[[ EXCERPT TO READ, beginning ]]

Wages have slowed as unemployment rose for the first time since last summer, figures from the Office for National Statistics show.

Unemployment saw its first rise since July last year. Those out of work rose to 3.9 per cent in the three months to January from 3.8 per cent in the previous three months, the Office for National Statistics (ONS) said.

Vacancies continued to fall while redundancies rose in clear signs the UK economy was starting to respond to the high interest rates.

Average regular pay growth, excluding bonuses, fell to 6.1 per cent in the period, down from 6.2 per cent in the three months to December and the slowest growth for more than a year.

More than a fifth of adults in the UK are economically inactive – not actively looking for work in the final months of 2023, official figures suggest. The UK’s economic inactivity rate was 21.8 per cent between November and January, higher than a year earlier.

Liz McKeown, of the ONS, said: “Recent trends in the jobs market are continuing, with earnings, in cash terms, growing more slowly than recently but, thanks to lower inflation, real-terms pay continues to increase.

“The number of job vacancies has also been falling for coming up to two years, though the total remains more than 100,000 above its pre-pandemic level.

“Over the last year, there was little change in the proportions of people who are employed, unemployed or neither working nor looking for work, though the overall number of people in work is still rising.”

The Chancellor, Jeremy Hunt said: “Our plan is working. Even with inflation falling, real wages have risen for the seventh month in a row. And take home pay is set for another boost thanks to our cuts to National Insurance which in total are putting over £900 a year back into the average earner’s pocket.”

Paula Bejarano Carbo, an economist at the National Institute of Economic and Social Research, said: “ONS figures indicate the annual growth rate in average weekly earnings, including bonuses, was 5.6 per cent in the three months to January, and 6.1 per cent excluding bonuses.

[[ EXCERPT TO READ, end ]]

» **ABOUT THIS TASK**
Edit the passage on UK jobs figures: write out again the part that opens with the words containing "Vacancies continued to" and closes with "than a year.", and change "redundancies" to "job cuts".

[[ ENTRIES SHOWN, beginning ]]

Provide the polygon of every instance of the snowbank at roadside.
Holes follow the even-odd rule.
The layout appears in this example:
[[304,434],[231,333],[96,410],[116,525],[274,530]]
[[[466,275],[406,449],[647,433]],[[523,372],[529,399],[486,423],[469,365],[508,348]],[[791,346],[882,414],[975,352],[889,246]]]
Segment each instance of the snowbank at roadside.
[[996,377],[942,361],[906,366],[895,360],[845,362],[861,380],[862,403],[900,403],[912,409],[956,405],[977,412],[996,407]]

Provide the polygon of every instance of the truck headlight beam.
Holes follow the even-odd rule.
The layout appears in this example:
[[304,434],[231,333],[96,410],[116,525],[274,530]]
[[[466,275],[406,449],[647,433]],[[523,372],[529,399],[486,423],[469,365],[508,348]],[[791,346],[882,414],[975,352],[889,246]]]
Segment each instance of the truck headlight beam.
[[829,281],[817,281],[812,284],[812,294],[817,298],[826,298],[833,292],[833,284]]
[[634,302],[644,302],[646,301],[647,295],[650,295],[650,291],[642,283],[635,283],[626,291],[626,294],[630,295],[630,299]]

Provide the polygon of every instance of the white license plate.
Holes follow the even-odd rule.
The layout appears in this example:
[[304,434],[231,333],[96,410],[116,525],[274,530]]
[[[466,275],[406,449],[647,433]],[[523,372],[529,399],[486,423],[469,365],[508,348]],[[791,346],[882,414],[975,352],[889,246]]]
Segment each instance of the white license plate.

[[ ENTRIES SHOWN, end ]]

» **EXPECTED OUTPUT**
Vacancies continued to fall while job cuts rose in clear signs the UK economy was starting to respond to the high interest rates.

Average regular pay growth, excluding bonuses, fell to 6.1 per cent in the period, down from 6.2 per cent in the three months to December and the slowest growth for more than a year.